| AIM OF THE TASK |
Below are records; output exactly the lines from the one with "the water and" through their final line.

| INFORMATION PROVIDED |
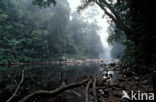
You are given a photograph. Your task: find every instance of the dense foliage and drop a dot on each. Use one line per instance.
(138, 15)
(31, 33)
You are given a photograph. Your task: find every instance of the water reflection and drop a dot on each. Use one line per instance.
(37, 77)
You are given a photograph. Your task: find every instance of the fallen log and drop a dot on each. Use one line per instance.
(55, 92)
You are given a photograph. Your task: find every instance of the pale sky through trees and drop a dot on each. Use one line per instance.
(98, 19)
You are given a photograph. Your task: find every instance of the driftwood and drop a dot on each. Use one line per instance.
(16, 90)
(87, 89)
(53, 92)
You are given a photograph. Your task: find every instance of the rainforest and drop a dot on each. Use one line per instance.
(77, 50)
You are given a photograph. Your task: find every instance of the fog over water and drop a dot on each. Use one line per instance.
(95, 15)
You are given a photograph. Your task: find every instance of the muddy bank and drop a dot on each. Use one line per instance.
(97, 88)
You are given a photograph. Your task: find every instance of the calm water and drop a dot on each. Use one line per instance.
(46, 77)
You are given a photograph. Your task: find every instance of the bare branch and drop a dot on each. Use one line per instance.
(62, 88)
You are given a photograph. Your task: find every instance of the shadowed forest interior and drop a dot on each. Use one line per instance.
(77, 50)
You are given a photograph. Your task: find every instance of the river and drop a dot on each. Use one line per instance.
(45, 77)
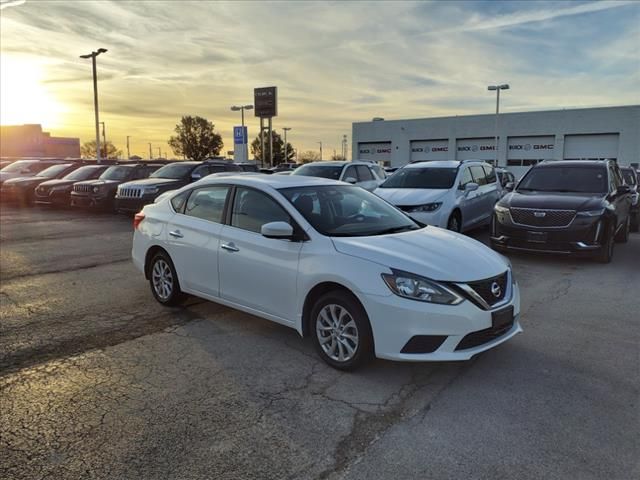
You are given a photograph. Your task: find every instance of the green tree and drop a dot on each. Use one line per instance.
(88, 150)
(195, 139)
(278, 149)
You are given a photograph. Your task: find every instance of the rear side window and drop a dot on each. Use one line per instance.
(478, 175)
(364, 174)
(179, 201)
(490, 173)
(207, 203)
(252, 209)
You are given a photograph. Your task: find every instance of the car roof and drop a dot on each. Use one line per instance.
(273, 181)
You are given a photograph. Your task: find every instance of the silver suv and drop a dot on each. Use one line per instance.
(362, 174)
(449, 194)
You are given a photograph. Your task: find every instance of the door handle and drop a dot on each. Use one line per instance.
(230, 247)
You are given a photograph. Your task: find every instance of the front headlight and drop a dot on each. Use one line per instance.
(591, 213)
(414, 287)
(427, 207)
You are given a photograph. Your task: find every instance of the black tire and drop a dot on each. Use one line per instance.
(455, 222)
(163, 280)
(331, 342)
(623, 234)
(605, 255)
(635, 222)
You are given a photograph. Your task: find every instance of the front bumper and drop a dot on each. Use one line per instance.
(581, 236)
(133, 204)
(395, 321)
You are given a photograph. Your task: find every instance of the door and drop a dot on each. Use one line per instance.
(470, 204)
(193, 236)
(255, 271)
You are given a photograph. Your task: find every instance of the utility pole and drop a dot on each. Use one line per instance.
(93, 56)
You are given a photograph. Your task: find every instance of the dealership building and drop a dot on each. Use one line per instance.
(524, 138)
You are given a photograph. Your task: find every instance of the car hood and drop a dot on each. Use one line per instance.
(24, 181)
(153, 182)
(410, 196)
(431, 252)
(551, 200)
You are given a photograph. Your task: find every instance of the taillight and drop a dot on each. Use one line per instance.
(137, 219)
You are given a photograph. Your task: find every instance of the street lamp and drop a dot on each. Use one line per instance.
(242, 108)
(286, 129)
(93, 56)
(497, 88)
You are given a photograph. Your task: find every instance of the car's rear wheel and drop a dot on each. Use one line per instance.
(341, 331)
(623, 234)
(164, 280)
(606, 251)
(455, 222)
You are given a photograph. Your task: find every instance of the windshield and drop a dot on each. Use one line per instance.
(347, 211)
(325, 171)
(54, 171)
(173, 170)
(578, 179)
(119, 172)
(24, 166)
(433, 178)
(83, 173)
(629, 179)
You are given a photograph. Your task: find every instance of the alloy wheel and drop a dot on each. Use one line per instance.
(162, 279)
(337, 333)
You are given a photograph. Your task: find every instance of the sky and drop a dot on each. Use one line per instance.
(334, 63)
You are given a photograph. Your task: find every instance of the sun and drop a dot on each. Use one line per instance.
(23, 97)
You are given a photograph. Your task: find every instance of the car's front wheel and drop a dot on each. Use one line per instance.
(341, 331)
(164, 280)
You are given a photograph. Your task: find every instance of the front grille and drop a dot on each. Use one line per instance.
(82, 188)
(532, 217)
(484, 336)
(130, 192)
(487, 288)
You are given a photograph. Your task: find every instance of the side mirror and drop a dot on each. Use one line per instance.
(470, 187)
(277, 230)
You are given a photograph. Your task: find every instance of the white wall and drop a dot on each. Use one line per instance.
(557, 124)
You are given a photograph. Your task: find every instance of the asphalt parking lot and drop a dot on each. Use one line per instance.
(98, 381)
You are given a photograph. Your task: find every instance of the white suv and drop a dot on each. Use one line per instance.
(449, 194)
(332, 261)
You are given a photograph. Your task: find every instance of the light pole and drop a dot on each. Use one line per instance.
(286, 129)
(497, 88)
(93, 56)
(242, 108)
(104, 139)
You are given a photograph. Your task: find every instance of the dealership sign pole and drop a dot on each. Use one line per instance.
(266, 107)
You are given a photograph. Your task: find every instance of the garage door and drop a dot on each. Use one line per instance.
(378, 152)
(578, 147)
(476, 148)
(429, 150)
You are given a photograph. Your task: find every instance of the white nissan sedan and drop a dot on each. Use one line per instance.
(331, 260)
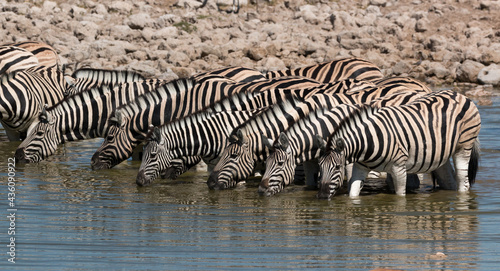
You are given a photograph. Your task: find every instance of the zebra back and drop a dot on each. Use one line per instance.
(237, 74)
(89, 78)
(418, 137)
(46, 55)
(329, 72)
(175, 140)
(23, 94)
(81, 116)
(14, 59)
(178, 99)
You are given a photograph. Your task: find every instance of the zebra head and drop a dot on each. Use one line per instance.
(156, 158)
(332, 166)
(236, 163)
(116, 146)
(280, 166)
(41, 140)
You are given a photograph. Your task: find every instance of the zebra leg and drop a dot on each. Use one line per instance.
(12, 135)
(399, 176)
(461, 160)
(311, 170)
(444, 177)
(357, 179)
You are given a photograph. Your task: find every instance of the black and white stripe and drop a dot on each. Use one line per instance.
(202, 134)
(166, 104)
(240, 158)
(333, 71)
(14, 59)
(46, 54)
(419, 137)
(91, 78)
(24, 93)
(81, 116)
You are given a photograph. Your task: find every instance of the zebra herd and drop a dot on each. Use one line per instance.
(317, 125)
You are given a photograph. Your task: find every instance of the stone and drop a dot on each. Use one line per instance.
(468, 71)
(489, 75)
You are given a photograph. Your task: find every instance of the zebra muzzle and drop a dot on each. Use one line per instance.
(142, 180)
(20, 156)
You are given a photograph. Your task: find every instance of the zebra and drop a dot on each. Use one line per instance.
(46, 55)
(417, 137)
(81, 116)
(132, 121)
(14, 59)
(294, 146)
(24, 93)
(88, 78)
(239, 102)
(201, 134)
(333, 71)
(247, 149)
(179, 166)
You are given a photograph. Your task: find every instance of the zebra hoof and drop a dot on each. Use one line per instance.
(142, 180)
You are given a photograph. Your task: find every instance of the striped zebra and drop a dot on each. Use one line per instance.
(333, 71)
(295, 145)
(235, 73)
(14, 59)
(240, 102)
(133, 120)
(247, 150)
(24, 93)
(419, 137)
(88, 78)
(46, 55)
(81, 116)
(179, 166)
(203, 134)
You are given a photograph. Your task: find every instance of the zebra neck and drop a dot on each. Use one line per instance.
(202, 134)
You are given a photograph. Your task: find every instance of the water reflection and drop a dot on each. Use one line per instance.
(101, 219)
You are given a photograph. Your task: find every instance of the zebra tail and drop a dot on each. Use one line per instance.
(474, 162)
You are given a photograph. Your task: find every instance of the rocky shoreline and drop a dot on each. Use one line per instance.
(438, 42)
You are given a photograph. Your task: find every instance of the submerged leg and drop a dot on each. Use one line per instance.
(357, 180)
(461, 160)
(444, 176)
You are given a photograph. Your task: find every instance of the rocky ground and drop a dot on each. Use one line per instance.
(440, 42)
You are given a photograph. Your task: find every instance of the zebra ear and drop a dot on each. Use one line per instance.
(44, 116)
(267, 142)
(339, 145)
(156, 135)
(283, 141)
(319, 143)
(70, 82)
(118, 118)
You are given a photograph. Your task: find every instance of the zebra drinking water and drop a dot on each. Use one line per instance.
(418, 137)
(81, 116)
(24, 93)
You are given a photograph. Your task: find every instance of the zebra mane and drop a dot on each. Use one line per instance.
(106, 75)
(362, 111)
(93, 92)
(175, 86)
(255, 121)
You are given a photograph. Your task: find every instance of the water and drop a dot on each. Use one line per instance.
(70, 217)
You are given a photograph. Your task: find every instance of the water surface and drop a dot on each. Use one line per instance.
(70, 217)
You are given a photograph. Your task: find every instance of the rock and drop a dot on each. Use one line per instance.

| RESULT OF THIS TASK |
You are given a photograph. Your task: find every instance of the water and drop a dot on each. Use one line per instance.
(70, 217)
You are given a photograph. Your task: find every instance of the water surface and drop a dot on each. Use one line per instance.
(70, 217)
You are given a photograph. Your task: find every instance of the rock and drop a dot on each. Use one line per instance.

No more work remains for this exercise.